** READING TEXT follows **

In a case of significant importance for plan sponsors and fiduciaries, the U.S. Court of Appeals for the Third Circuit held in US Airways, Inc. v. McCutchen, No. 10-3836 (3d Cir. Nov. 16, 2011), that an employee benefit plan was not entitled to full reimbursement of medical expenses it paid to a participant even though the plan provided that the participant was required to reimburse the plan for all amounts paid "out of any monies recovered from a third party." The Court found that, because the participant had not received a complete recovery for his injuries in collateral litigation, full reimbursement to the plan would not be consistent with the terms of Section 502(a)(3) of the Employee Retirement Income Security Act of 1974, 29 U.S.C. § 1132(a)(3), which limits recovery to "appropriate equitable relief."
James McCutchen was seriously injured in a car accident. A plan administered by US Airways paid $66,866 for his medical expenses. Because the other driver was underinsured, McCutchen recovered only $110,000 from third parties, of which he received less than $66,000 after paying a forty percent contingency fee and expenses to his attorney in the underlying action. Although the US Airways plan provided that McCutchen was responsible to reimburse the plan "for amounts paid for claims out of any monies recovered from a third party," McCutchen argued that it would be inequitable to require him to reimburse US Airways in full when he had not been fully compensated for his injuries.

** End of READING TEXT **

→ **APPLY WHAT YOU READ**
- A) According to the case summary, how much did the US Airways plan pay for McCutchen's medical expenses?
- B) Pick up the case summary on the McCutchen ruling where it stops, and keep writing it.

** SOURCE MATERIAL follows **

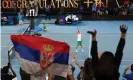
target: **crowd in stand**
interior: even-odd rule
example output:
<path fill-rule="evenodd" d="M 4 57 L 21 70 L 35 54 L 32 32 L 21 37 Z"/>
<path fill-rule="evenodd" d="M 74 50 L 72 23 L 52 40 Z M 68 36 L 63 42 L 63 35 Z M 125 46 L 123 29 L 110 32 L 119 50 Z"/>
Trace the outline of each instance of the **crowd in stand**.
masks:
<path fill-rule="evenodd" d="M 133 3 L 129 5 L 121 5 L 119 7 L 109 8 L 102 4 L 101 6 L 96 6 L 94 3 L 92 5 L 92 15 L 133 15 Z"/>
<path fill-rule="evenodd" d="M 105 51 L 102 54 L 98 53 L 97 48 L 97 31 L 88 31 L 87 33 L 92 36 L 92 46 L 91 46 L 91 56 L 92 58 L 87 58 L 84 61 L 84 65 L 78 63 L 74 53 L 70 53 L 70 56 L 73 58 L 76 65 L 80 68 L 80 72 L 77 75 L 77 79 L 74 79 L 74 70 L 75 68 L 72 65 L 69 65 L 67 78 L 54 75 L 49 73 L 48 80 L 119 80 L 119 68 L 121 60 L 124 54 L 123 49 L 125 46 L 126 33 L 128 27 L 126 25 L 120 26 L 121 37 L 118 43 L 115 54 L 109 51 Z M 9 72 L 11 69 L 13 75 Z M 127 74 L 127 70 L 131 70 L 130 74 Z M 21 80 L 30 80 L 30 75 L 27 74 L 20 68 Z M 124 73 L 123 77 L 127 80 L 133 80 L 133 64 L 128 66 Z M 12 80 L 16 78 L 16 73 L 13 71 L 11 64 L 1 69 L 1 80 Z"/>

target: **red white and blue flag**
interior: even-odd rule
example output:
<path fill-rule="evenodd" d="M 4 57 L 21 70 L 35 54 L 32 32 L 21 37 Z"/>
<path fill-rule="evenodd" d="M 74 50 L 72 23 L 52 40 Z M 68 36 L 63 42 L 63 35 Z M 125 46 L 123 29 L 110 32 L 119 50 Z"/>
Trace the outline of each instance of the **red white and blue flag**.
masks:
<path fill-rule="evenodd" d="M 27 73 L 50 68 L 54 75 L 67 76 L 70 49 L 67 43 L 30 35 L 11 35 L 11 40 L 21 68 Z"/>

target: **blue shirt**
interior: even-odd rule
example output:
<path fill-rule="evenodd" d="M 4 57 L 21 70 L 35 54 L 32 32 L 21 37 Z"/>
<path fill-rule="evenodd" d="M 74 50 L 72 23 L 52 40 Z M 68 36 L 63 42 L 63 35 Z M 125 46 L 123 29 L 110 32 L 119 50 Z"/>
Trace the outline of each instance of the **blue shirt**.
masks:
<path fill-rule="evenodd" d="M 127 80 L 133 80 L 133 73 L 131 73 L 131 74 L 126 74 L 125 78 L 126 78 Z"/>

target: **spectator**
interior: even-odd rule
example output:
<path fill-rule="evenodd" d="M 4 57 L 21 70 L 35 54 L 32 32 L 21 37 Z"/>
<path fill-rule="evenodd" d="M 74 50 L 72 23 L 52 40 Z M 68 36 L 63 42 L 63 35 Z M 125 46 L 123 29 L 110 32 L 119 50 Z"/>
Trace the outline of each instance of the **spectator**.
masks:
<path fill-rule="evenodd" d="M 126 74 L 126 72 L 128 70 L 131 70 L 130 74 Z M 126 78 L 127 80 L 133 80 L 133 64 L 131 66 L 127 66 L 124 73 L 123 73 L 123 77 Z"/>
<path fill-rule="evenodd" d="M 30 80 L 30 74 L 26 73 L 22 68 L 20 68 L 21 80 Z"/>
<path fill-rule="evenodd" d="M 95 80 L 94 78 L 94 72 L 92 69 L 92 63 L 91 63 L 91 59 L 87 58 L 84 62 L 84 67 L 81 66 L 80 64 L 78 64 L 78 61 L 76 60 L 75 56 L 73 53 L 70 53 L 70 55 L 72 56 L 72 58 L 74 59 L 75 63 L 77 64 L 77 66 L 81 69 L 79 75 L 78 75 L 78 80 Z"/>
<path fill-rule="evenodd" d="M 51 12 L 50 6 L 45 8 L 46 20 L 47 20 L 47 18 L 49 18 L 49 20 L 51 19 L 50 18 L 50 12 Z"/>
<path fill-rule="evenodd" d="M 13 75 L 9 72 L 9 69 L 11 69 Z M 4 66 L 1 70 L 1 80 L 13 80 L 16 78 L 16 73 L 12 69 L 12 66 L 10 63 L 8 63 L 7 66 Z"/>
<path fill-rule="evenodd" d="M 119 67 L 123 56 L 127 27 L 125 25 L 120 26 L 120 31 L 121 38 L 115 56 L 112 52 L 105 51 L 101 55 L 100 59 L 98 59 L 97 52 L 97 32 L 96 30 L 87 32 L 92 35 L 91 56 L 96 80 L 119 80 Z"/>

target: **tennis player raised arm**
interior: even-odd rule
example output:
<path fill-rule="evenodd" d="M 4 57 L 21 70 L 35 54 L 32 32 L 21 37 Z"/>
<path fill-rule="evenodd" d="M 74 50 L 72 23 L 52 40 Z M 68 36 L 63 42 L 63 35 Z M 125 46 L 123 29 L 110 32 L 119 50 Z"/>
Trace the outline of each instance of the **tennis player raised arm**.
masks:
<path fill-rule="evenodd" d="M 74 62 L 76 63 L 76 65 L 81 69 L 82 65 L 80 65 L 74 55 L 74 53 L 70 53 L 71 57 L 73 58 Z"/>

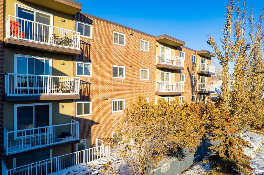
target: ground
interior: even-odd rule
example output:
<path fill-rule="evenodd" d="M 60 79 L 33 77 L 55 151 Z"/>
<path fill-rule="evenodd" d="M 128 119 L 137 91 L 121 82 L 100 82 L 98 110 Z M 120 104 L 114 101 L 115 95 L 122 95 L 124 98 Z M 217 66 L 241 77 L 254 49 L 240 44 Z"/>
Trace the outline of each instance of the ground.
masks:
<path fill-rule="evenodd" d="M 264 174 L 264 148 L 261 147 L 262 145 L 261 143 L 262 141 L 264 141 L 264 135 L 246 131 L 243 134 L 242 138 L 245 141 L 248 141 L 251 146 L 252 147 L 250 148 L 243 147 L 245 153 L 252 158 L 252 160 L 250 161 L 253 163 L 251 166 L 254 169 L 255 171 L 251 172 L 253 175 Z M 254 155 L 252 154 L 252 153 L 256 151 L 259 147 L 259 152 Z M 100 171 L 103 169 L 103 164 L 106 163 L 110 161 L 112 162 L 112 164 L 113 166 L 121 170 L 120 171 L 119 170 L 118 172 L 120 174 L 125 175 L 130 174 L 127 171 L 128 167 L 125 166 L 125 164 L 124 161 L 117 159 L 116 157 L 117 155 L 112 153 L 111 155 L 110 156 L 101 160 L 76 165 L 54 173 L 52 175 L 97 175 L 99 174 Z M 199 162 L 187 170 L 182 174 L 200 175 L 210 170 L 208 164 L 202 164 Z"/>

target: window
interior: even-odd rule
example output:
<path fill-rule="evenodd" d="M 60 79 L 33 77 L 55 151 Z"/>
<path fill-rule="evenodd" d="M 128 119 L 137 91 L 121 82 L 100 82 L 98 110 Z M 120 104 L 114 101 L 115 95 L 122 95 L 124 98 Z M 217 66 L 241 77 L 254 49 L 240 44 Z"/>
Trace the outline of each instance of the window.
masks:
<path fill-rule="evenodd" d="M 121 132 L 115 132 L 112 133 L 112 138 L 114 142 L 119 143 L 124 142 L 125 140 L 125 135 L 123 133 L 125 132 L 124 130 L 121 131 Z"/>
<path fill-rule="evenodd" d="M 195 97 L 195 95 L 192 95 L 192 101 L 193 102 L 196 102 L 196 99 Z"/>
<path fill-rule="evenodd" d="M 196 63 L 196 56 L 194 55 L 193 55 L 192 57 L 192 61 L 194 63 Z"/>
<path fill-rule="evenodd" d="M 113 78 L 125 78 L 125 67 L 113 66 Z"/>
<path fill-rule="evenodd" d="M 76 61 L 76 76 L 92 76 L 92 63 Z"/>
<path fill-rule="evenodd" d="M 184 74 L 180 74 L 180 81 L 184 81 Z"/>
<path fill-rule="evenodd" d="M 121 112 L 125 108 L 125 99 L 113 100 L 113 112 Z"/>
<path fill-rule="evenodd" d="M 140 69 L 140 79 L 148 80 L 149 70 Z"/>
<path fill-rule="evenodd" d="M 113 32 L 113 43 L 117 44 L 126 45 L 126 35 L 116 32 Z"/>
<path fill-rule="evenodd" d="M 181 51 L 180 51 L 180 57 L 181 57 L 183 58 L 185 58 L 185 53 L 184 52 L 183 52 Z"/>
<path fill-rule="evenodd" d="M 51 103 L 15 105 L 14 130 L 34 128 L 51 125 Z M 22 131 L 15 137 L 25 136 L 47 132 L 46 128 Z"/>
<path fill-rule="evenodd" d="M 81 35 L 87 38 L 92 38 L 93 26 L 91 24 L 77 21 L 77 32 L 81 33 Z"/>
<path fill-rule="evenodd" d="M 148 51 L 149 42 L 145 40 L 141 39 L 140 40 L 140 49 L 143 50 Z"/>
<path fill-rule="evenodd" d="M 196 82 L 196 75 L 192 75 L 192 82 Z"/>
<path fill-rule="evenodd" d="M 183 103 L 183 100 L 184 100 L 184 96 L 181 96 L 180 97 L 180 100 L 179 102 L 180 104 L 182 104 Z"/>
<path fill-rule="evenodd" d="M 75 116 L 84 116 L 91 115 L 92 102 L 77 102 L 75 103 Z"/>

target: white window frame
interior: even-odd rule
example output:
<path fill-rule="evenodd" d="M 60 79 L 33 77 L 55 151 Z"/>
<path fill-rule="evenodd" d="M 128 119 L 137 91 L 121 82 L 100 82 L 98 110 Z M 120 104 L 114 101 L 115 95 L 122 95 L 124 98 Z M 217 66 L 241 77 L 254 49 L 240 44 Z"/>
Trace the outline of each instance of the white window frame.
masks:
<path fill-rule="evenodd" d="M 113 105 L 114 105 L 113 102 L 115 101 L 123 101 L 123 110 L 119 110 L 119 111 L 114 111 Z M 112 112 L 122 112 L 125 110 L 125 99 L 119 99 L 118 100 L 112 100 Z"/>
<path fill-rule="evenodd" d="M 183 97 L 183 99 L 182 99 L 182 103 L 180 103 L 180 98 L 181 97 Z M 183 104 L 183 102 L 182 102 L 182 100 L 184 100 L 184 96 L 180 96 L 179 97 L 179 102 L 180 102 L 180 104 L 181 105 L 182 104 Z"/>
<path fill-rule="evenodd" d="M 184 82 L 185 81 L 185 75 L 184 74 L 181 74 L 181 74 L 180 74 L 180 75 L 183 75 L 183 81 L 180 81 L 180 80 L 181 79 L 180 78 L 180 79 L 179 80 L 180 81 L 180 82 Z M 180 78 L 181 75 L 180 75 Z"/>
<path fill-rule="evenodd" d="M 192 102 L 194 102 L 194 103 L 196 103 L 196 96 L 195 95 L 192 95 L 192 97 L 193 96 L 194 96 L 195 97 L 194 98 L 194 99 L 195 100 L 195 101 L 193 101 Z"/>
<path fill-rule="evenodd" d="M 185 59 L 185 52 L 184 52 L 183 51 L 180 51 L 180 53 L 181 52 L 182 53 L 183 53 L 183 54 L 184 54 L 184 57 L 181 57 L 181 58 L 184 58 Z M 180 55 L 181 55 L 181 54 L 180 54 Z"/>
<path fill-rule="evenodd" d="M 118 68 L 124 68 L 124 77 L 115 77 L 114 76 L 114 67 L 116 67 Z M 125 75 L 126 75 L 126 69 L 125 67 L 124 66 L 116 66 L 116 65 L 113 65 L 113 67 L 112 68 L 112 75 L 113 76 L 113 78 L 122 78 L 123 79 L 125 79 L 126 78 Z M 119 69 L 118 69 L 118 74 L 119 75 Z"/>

** End of SOURCE MATERIAL **

→ **ANSWERS FOR THE EXERCISE**
- A) $66,866

- B)
Observing that this case squarely presented a question left open in the Supreme Court's decision in Sereboff v. Mid Atlantic Medical Services, Inc., 547 US 356 (2006), the Third Circuit held that Section 502(a)(3)'s requirement that equitable relief be "appropriate" means that a plan fiduciary's recovery from a beneficiary is limited by the equitable defenses and principles that were typically available in equity. The Court found support for its ruling in, among other places, the Supreme Court's recent decision in Cigna v. Amara, 131 S. Ct. 1866 (2011), which authorized equitable reformation under Section 502(a)(3) as a remedy for an intentional misrepresentation. Guided by these principles, the Third Circuit concluded that, even though U.S. Airways had not engaged in any misconduct, its recovery was limited by the principle of unjust enrichment. Turning to the facts of the case, the Court viewed the district court's judgment requiring McCutchen to fully reimburse the plan as unjustly enriching the plan, because it left McCutchen with less than full payment of his medical bills. The Court also determined that full reimbursement would amount to a windfall for US Airways insofar as US Airways did not exercise its subrogation rights or contribute to the cost of obtaining a third-party recovery.
The Third Circuit's ruling appears to depart from existing case law in two significant respects. First, the Court applied equitable considerations in circumstances where the plan provisions specifically addressed the reimbursement issue and were not found to be ambiguous. Second, using its equitable authority, the Court reformed the plan without finding that the conditions for reformation identified in Amara had been satisfied. For this reason, the Third Circuit's ruling could potentially lead to a significant, and unexpected, expansion of the application of equitable considerations, not only in connection with plan reimbursement provisions, but possibly elsewhere.